What you are asked to do ▸
Having read the data, transcribe all of it without deviation.

Supplied material Block Start

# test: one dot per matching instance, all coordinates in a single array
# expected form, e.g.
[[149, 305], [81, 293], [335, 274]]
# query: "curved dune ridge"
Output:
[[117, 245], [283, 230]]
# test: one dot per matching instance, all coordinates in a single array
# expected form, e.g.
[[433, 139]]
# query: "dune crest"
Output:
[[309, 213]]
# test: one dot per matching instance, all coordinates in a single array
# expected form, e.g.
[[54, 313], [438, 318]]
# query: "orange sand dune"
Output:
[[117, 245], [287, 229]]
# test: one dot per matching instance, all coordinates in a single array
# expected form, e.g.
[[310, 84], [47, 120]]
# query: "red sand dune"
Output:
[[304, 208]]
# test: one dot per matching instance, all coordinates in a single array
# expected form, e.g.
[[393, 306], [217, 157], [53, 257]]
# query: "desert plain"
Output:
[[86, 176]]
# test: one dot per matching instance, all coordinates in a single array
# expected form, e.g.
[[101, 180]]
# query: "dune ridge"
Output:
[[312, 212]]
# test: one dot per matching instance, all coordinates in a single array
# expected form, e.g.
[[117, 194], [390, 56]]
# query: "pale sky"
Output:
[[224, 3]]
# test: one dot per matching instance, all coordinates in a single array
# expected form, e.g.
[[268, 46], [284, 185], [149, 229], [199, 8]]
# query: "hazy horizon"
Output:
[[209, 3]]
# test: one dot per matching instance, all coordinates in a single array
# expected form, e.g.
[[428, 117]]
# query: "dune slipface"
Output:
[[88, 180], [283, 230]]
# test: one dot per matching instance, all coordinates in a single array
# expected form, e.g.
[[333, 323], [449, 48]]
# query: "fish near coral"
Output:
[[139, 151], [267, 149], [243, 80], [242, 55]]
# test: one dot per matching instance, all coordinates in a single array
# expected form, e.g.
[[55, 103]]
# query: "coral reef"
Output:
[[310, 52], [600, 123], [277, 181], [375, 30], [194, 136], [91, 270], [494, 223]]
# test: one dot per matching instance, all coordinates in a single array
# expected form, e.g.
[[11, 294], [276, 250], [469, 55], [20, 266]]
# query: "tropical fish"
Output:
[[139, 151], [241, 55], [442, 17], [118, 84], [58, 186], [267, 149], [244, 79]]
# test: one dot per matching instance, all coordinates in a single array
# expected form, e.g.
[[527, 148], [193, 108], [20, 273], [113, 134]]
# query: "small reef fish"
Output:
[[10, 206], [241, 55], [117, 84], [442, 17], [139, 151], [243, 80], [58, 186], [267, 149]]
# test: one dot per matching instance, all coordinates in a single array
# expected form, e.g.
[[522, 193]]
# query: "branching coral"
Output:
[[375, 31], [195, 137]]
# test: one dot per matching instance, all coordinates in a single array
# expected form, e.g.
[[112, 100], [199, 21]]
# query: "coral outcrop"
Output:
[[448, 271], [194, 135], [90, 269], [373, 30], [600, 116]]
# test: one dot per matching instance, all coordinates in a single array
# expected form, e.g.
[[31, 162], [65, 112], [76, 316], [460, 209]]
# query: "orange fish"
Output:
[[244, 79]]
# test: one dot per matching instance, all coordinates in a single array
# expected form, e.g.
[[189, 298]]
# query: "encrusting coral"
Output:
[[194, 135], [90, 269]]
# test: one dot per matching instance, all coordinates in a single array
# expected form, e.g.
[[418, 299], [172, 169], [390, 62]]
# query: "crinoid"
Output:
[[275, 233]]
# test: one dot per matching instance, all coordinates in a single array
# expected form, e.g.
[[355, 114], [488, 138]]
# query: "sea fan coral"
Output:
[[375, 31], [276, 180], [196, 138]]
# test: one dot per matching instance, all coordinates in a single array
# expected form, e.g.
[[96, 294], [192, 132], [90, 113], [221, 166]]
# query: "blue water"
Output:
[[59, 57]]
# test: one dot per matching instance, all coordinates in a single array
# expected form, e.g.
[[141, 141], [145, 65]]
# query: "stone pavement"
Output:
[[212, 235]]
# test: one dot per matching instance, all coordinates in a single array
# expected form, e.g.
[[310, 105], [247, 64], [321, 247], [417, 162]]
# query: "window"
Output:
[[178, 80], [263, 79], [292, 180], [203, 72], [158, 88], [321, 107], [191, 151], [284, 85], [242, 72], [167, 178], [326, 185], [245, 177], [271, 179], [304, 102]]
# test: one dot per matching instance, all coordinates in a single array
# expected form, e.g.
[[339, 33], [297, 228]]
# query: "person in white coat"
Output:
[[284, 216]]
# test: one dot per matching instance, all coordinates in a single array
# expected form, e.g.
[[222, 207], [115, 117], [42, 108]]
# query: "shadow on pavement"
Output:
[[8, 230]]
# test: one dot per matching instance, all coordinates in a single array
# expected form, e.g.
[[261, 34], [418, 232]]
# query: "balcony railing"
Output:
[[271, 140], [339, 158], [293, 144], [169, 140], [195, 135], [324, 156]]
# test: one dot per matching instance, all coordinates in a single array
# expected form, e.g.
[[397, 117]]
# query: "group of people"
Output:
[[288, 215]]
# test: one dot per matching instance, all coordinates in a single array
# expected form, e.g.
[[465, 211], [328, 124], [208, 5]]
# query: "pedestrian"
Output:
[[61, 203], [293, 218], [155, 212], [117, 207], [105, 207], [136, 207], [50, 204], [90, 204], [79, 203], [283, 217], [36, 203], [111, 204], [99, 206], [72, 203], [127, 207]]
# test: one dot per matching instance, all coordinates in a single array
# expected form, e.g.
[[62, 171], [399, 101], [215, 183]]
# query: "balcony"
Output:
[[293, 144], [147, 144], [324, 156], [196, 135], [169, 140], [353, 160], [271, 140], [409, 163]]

Supplied material Block End

Task result ▸
# test: one dot per matching instance, all coordinates in a single array
# expected form, e.g.
[[149, 305], [81, 293], [335, 274]]
# query: "curved dune ridge"
Output:
[[117, 245], [283, 230]]
# test: one dot per matching instance, all coordinates in a single array
# expected form, e.g.
[[433, 139]]
# query: "dune crest"
Output:
[[309, 213]]
# test: one dot per matching instance, all coordinates in a single array
# expected form, e.g.
[[54, 313], [438, 318]]
# query: "orange sand dune"
Output:
[[117, 245], [287, 229]]
# test: one dot per matching instance, all coordinates in a single array
# expected form, e.g.
[[310, 84], [47, 120]]
# query: "red sand dune"
Output:
[[304, 208]]
# test: one dot per matching instance, all coordinates in a single array
# expected form, e.g.
[[393, 306], [217, 157], [53, 257]]
# query: "desert plain"
Output:
[[86, 176]]
# test: one dot per matching instance, all coordinates in a single array
# expected form, e.g.
[[101, 180]]
# query: "dune ridge"
Output:
[[312, 212]]
# test: one dot per matching instance, all coordinates in a single array
# expected form, e.g.
[[117, 194], [390, 56]]
# query: "pale sky"
Output:
[[224, 3]]
# test: one dot per matching instance, all coordinates in a single array
# expected form, e.g.
[[268, 46], [284, 185], [149, 229], [199, 8]]
# query: "hazy horizon"
Output:
[[209, 3]]
# test: one dot per matching instance, all coordinates in a single array
# expected form, e.g.
[[428, 117]]
# query: "dune slipface"
Output:
[[88, 180], [283, 230]]
# test: one dot per matching instance, all coordinates in a single array
# expected form, e.g.
[[333, 323], [449, 48]]
# query: "fish near coral"
Output:
[[139, 151], [267, 149], [243, 80], [242, 55]]
# test: one dot per matching instance, all coordinates in a single array
# expected form, e.g.
[[55, 103]]
# query: "coral reef"
Output:
[[310, 52], [600, 123], [277, 181], [375, 30], [194, 136], [91, 270], [494, 223]]
# test: one dot per matching instance, all coordinates in a single array
# expected form, e.g.
[[11, 294], [276, 250], [469, 55], [20, 266]]
# query: "tropical fish"
Output:
[[139, 151], [241, 55], [442, 17], [118, 84], [58, 186], [267, 149], [244, 79]]
# test: one dot per matching instance, all coordinates in a single array
# expected form, e.g.
[[527, 148], [193, 108], [20, 273], [113, 134]]
# query: "small reef fish"
Output:
[[10, 206], [241, 55], [117, 84], [442, 17], [139, 151], [243, 80], [58, 186], [267, 149]]
# test: one dot per matching instance, all coordinates in a single array
# expected form, e.g.
[[522, 193]]
# query: "branching coral"
Output:
[[375, 31], [195, 137]]
# test: one dot per matching instance, all coordinates in a single array
# expected form, e.g.
[[112, 100], [199, 21]]
# query: "coral outcrop"
Output:
[[448, 271], [194, 135], [90, 269], [373, 30], [600, 116]]
# test: one dot per matching instance, all coordinates in a single array
# expected form, e.g.
[[31, 162], [65, 112], [76, 316], [460, 209]]
# query: "orange fish"
Output:
[[244, 79]]
# test: one dot per matching instance, all coordinates in a single array
# expected form, e.g.
[[189, 298]]
# query: "encrusting coral"
Output:
[[194, 135], [90, 269]]
# test: one dot per matching instance, all coordinates in a single array
# expected form, e.g.
[[418, 299], [172, 169], [390, 62]]
# query: "crinoid"
Output:
[[275, 233]]
# test: one dot per matching instance, all coordinates in a single array
# expected form, e.g.
[[355, 114], [488, 138]]
# query: "sea fan coral"
Output:
[[375, 31], [276, 180], [196, 138]]
# test: one dot per matching instance, all coordinates in a single array
# expected form, e.g.
[[96, 294], [192, 132], [90, 113], [221, 166]]
# query: "blue water"
Output:
[[59, 57]]
# test: one dot per matching instance, all coordinates in a single array
# expected form, e.g.
[[141, 141], [145, 65]]
# query: "stone pavement"
Output:
[[212, 235]]
# test: one dot per matching instance, all coordinates in a single array
# expected form, e.g.
[[310, 105], [247, 64], [321, 247], [417, 162]]
# query: "window"
Output:
[[178, 80], [263, 79], [292, 180], [203, 72], [158, 88], [321, 107], [191, 151], [284, 85], [242, 72], [167, 178], [326, 185], [245, 177], [271, 179], [304, 102]]
# test: one dot per matching instance, all coordinates in a single array
# expected form, e.g.
[[339, 33], [297, 228]]
# query: "person in white coat"
Output:
[[284, 216]]
# test: one dot per matching instance, all coordinates in a single array
# expected form, e.g.
[[222, 207], [115, 117], [42, 108]]
# query: "shadow on pavement"
Output:
[[8, 230]]
# test: one dot per matching instance, all coordinates in a single array
# expected form, e.g.
[[261, 34], [418, 232]]
# query: "balcony railing"
Output:
[[271, 140], [339, 158], [293, 144], [169, 140], [195, 135], [324, 156]]
# test: one dot per matching instance, all coordinates in a single array
# expected form, e.g.
[[397, 117]]
# query: "group of people"
Output:
[[288, 215]]
# test: one dot per matching instance, all coordinates in a single array
# expected form, e.g.
[[465, 211], [328, 124], [208, 5]]
# query: "pedestrian"
Output:
[[61, 203], [293, 218], [155, 212], [117, 207], [105, 207], [136, 207], [50, 204], [90, 204], [79, 203], [283, 217], [36, 203], [111, 204], [99, 206], [72, 203], [127, 207]]
# test: one dot per matching instance, all coordinates in a single array
# expected form, e.g.
[[62, 171], [399, 101], [215, 183]]
# query: "balcony"
Output:
[[293, 144], [147, 144], [324, 156], [196, 135], [169, 140], [353, 160], [271, 140], [409, 163]]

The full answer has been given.